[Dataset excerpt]
____________

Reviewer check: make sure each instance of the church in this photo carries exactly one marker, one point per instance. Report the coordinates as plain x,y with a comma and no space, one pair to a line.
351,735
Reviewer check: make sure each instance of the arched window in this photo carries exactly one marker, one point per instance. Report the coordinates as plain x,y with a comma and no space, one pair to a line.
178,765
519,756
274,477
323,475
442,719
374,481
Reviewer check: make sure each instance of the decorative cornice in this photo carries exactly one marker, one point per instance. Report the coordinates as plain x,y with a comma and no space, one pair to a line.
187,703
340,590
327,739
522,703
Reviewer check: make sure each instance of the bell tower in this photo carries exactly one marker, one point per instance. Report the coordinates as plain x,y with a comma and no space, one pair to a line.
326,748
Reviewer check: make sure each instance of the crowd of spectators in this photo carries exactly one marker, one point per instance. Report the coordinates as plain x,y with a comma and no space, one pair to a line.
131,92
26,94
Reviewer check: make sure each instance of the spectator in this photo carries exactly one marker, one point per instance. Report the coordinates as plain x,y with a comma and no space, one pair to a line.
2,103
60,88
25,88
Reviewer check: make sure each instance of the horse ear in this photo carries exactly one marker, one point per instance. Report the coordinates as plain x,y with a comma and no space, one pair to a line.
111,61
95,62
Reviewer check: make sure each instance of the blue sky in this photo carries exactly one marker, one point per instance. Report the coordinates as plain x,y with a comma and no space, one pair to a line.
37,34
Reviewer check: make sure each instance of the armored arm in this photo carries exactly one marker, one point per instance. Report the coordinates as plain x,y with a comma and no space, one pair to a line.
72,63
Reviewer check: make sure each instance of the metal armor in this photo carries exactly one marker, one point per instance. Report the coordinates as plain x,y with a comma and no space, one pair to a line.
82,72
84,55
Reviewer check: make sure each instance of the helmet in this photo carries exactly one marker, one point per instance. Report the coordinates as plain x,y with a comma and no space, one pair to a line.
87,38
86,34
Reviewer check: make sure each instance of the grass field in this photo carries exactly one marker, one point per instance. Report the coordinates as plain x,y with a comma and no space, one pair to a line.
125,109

____________

### [Goal of the exercise]
Rewrite all the entries above as a two-column CSV with the header columns "prompt" and "response", one row per entry. Put each entry's text and its answer in a single quoted field each, with line breaks replaced by spaces.

### [Expected output]
prompt,response
"Reviewer check: make sure each instance of the church in this photo carries exactly one marker, one point per instance. Report the coordinates as plain x,y with a comma and no space, one pair to a line.","351,735"
"Reviewer check: make sure each instance of the arched window in this photo carries exactly one marker, one point per instance. Report the coordinates as plain x,y with a comma and no space, one pair to a line.","178,765 519,756 274,477 323,475 442,719 374,481"
"Reviewer check: make sure each instance of the decorative cornice in this photo carries exactly one marker, one point per instance. Report the coordinates as plain x,y with a comma and no space, one pair to a line.","187,703 340,590 327,739 522,703"
"Reviewer check: make sure each instance of the bell tower in this photo carries exactly one marker, one point per instance. Report the coordinates as plain x,y with a comma and no space, one pair to a line.","326,748"
"Reviewer check: make sure each instance of the crowd of spectators in this photo carries exactly one marker, one point per instance. Report the coordinates as plain x,y with a comma and no space, one pair to a line.","131,92 26,94"
"Reviewer check: make sure each instance of the spectator in this photo carries exactly one marker, one point per instance. Report the coordinates as plain x,y with a comma and no space, one pair to a line.","2,103 60,88 25,88"
"Reviewer check: make sure each instance of the horse ear in this photo carries exactly one marker, one point per instance. Report the coordinates as plain x,y with a comma and no space, one pair to a line.","111,61 95,62"
"Reviewer check: make sure each instance of the blue sky in this photo carries exactly one marker, one point per instance. Report the coordinates as plain x,y with a comma and no space, one pair to a line.","37,34"
"Reviewer check: make sure each instance of the armored arm in this photo carries exactly one marker, one point per instance. Report the coordinates as plain x,y with a comma and no space, one pair to a line.","72,63"
"Reviewer check: make sure each instance of the metal armor in this photo carries exactly one marker, one point per instance. Report the coordinates as plain x,y with a comma and no space, one pair to a line.","82,72 84,55"
"Reviewer check: make sure each instance of the helmet in this photo carries exactly one marker, one point per instance. Report the coordinates as plain x,y with a comma and no space, one pair to a line.","87,38 86,34"
"Reviewer check: make sure each instance of the grass field in this photo carries exactly one marker, one point per instance. Report the coordinates as plain x,y with a comma and no space, one pair to a line.","125,109"